**STATED PROBLEM:** Return the lines below without changing a single character, but leave out the pictures.

__________

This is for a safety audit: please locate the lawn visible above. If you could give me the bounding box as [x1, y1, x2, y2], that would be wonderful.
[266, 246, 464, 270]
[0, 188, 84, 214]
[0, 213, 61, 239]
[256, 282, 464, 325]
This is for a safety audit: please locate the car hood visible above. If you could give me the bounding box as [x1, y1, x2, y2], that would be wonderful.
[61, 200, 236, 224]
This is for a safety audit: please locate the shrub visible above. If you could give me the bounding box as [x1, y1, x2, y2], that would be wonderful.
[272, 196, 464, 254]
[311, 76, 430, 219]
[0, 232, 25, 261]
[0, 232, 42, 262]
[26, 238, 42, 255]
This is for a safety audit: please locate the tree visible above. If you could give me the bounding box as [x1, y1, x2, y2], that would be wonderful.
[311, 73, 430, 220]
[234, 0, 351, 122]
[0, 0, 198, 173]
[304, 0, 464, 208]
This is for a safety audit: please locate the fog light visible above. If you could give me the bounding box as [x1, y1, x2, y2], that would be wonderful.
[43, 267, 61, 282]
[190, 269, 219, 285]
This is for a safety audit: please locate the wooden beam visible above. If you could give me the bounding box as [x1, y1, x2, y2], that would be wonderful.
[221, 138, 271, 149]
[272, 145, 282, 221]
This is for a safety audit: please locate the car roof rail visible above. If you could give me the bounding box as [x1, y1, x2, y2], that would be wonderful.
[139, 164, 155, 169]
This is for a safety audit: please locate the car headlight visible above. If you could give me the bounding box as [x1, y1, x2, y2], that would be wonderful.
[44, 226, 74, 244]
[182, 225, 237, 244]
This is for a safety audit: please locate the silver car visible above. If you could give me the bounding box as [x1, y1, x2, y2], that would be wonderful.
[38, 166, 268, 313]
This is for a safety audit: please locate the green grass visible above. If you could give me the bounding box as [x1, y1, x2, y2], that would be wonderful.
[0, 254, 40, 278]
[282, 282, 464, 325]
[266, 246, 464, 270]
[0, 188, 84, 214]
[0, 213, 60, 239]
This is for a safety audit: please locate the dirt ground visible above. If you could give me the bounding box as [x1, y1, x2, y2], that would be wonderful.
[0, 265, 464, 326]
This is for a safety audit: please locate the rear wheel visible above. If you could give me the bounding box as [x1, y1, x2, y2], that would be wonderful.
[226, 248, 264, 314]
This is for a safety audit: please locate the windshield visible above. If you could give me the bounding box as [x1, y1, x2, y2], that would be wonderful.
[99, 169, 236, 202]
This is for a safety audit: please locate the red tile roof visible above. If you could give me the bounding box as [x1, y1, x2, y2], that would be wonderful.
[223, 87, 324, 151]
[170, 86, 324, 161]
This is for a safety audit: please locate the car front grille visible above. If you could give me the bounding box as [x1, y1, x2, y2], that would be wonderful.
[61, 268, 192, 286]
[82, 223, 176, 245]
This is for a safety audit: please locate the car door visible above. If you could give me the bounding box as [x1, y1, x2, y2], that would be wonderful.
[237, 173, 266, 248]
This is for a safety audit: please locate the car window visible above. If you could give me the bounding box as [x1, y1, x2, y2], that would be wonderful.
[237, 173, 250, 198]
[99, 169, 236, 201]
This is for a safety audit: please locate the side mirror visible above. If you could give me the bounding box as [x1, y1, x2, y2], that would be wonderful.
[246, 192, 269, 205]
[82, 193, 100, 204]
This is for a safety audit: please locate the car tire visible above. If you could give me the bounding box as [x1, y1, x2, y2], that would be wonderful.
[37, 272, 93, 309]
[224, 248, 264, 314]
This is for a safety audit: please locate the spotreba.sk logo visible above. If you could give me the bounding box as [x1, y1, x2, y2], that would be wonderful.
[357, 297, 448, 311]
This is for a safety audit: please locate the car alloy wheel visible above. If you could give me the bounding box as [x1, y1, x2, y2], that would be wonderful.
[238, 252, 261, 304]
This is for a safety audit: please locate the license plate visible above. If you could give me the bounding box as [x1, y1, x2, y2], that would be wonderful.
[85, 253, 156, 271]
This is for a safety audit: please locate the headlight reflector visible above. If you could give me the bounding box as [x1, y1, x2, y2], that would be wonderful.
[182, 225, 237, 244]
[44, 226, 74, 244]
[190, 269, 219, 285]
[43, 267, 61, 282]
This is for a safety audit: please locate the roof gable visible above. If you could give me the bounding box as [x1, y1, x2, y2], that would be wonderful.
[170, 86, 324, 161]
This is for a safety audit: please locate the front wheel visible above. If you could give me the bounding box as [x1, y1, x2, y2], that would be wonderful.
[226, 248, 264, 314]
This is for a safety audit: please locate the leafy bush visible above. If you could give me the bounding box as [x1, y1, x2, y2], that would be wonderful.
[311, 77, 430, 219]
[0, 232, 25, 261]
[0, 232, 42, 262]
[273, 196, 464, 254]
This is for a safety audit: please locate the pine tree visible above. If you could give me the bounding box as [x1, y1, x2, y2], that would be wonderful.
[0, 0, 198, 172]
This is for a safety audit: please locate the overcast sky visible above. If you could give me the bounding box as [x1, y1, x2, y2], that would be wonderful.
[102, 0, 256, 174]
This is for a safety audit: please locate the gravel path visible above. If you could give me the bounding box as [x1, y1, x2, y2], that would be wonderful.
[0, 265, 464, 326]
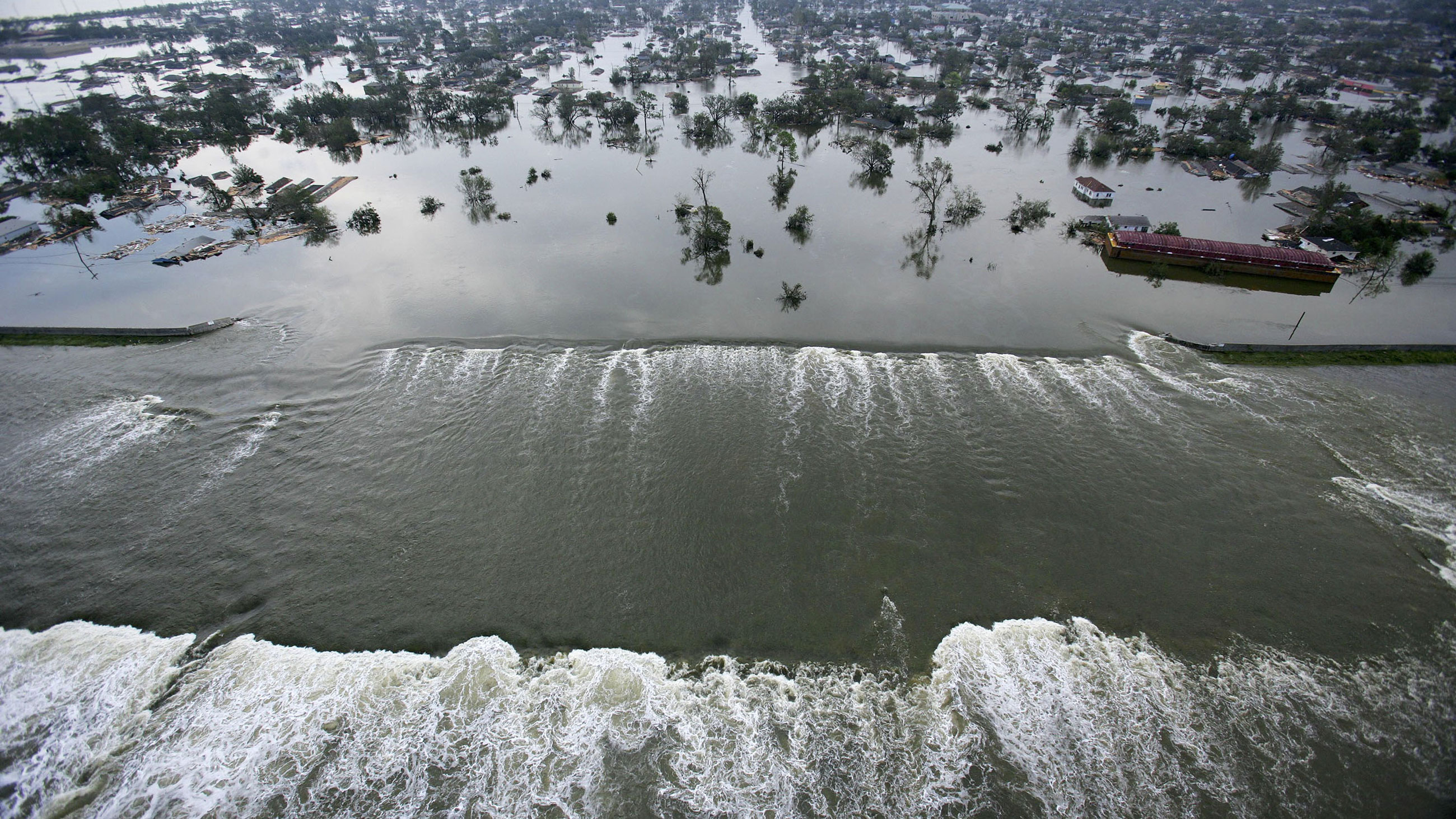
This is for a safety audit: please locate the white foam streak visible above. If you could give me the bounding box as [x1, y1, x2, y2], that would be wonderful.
[1332, 475, 1456, 589]
[0, 622, 192, 816]
[19, 395, 186, 480]
[0, 618, 1456, 819]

__________

**SOLUTION TO THIS PROBLEM:**
This is for a safety audit: please locate the lawn visible above. If you could give me the bounding box as [x1, y1, x2, y2], that would be wonderful.
[266, 246, 464, 270]
[0, 188, 84, 214]
[0, 213, 61, 239]
[256, 282, 464, 325]
This is for a safety audit: please locate the car hood visible above. If you could give me the bounding box as [x1, y1, x2, y2], that would be wonderful.
[61, 200, 236, 224]
This is for a safety audit: please locate the shrub visible above. If you could give me the bounding box as [x1, y1, x2, y2], that would be wonderful.
[272, 196, 464, 254]
[311, 76, 430, 219]
[0, 232, 25, 261]
[0, 232, 42, 262]
[26, 238, 42, 255]
This is for a safety audit: please locate the tree visible above. If you could give me the bounding box as [x1, y1, x2, y2], that would be wonderful.
[311, 73, 430, 220]
[234, 0, 351, 122]
[0, 0, 198, 173]
[304, 0, 464, 208]
This is for a safety audit: please locate the fog light visible above. If you could give me the bounding box as [x1, y1, x2, y2], that would be wonderful.
[43, 267, 61, 282]
[190, 269, 219, 285]
This is for a safety audit: please locate the wooden beam visible above. If you could give me the bounding box as [x1, y1, x2, y2], that would be wonderful.
[221, 138, 271, 149]
[272, 145, 282, 221]
This is for a safety audit: please locate the car roof rail visible above. If you could give me the bounding box as [x1, y1, x2, y2], that would be wonderful.
[139, 164, 155, 169]
This is for a safety audit: please locate the car headlight visible above. If you could give me the bounding box as [x1, y1, x2, y2], that would be wonderful.
[44, 226, 74, 244]
[182, 225, 237, 244]
This is for a safety audit: please locate the silver car visible above. If you could give me the bounding box as [x1, y1, x2, y2], that would be wonderful.
[38, 166, 268, 313]
This is for a safety audit: please locate the green grass visible above. If you could give me the bounding box as [x1, y1, x2, y2], that would be wonderful.
[0, 254, 40, 278]
[282, 282, 464, 325]
[266, 246, 464, 270]
[0, 188, 84, 214]
[0, 213, 60, 239]
This is for a safety audit: please locate the dirt ground visible above. If you could give me the bounding box as [x1, y1, x2, y2], that would be wonderful.
[0, 265, 464, 326]
This is for a safety audit: please locate the rear wheel visible above. If you could give me the bounding box as [x1, y1, x2, y2], that would be wonderful.
[226, 248, 264, 314]
This is for a safety audit: please locate the windshield visible above. If you could give me the bounding box as [x1, y1, x2, y2], that would be wonderful.
[99, 169, 236, 202]
This is for a safety audit: please locate the red tile roof visible above. If you could give me the bounding box as [x1, y1, x2, y2], that would be wonderful.
[223, 87, 324, 151]
[170, 86, 324, 161]
This is for a safety audit: please locate the car front grille visible above. If you could give me the bounding box as [x1, y1, x2, y2], that would be wonderful.
[61, 268, 192, 286]
[82, 223, 176, 245]
This is for a safety audit: please locate the car door visible above. If you could give me the bounding box as [x1, y1, x2, y2], that would be wonderful.
[237, 173, 266, 248]
This is for a safety audit: please locate the car window visible above. If you could give me the bounding box as [x1, y1, x2, y2], that would be wonderful.
[237, 173, 250, 198]
[99, 169, 236, 201]
This is for a safety audit: please locate the side mirror visible above. If you could give me the bounding box as [x1, y1, x2, y2], that would be wonderful.
[246, 192, 269, 205]
[82, 193, 100, 204]
This is for a safety audit: please locate the car tire visible above. If you could give me the bounding box as [x1, y1, x2, y2], that would be wonderful.
[37, 272, 93, 309]
[224, 248, 264, 314]
This is for a safety audit: please locate the spotreba.sk logo visible above. If you could give me the bounding box as [x1, y1, x2, y2], that would be wonderful.
[357, 297, 448, 311]
This is for a safety audit: please locate the car alloy wheel visible above. If you could give me the bounding box as [x1, y1, x2, y2], that would be wonderful.
[238, 252, 261, 304]
This is for a safety audit: please locate the license plate visible above. If you could give me the bounding box as [x1, y1, x2, y2], that would be wonderful.
[85, 253, 156, 271]
This is for a safety audit: please locate the headlight reflector visible above. If you could give me the bounding box as [x1, y1, x2, y2], that would be wonderful.
[182, 225, 237, 244]
[44, 226, 74, 244]
[190, 269, 219, 285]
[43, 267, 61, 282]
This is for a safety audit: please locate the roof gable visible above. If you could give me the bounding box as [x1, y1, x2, y2], that would be wonderful.
[170, 86, 324, 161]
This is for a safety audit: please locate the front wheel visible above. If you could give me the bounding box as [x1, y1, x2, y2], that would be wonderful.
[226, 248, 264, 314]
This is for a safety audit: please locate the leafy bush visible above. If you could give me the bounding box as [x1, y1, x2, y2], that would be wonderful.
[311, 77, 430, 219]
[0, 232, 25, 261]
[0, 232, 42, 262]
[273, 196, 464, 254]
This is for a safety audit: please locate the pine tree visible above. If you could give me the bounding box as [x1, y1, x2, y2], that would be wonderful.
[0, 0, 198, 172]
This is for a safety audit: please locate the overcast sky visible above. If you could give me the bounding box as [x1, y1, x2, y2], that would be wonderful.
[102, 0, 256, 174]
This is for a safety audit: please locate the gravel path visible above. If you could give me the bounding box as [x1, y1, x2, y2], that would be wonderful.
[0, 265, 464, 326]
This is for a safety audit: please locate the white foam streak visible above. If you could give me the bounding box as [x1, y1, x2, y2], that would be wonderful.
[1332, 475, 1456, 589]
[0, 622, 192, 816]
[19, 395, 186, 480]
[0, 618, 1456, 819]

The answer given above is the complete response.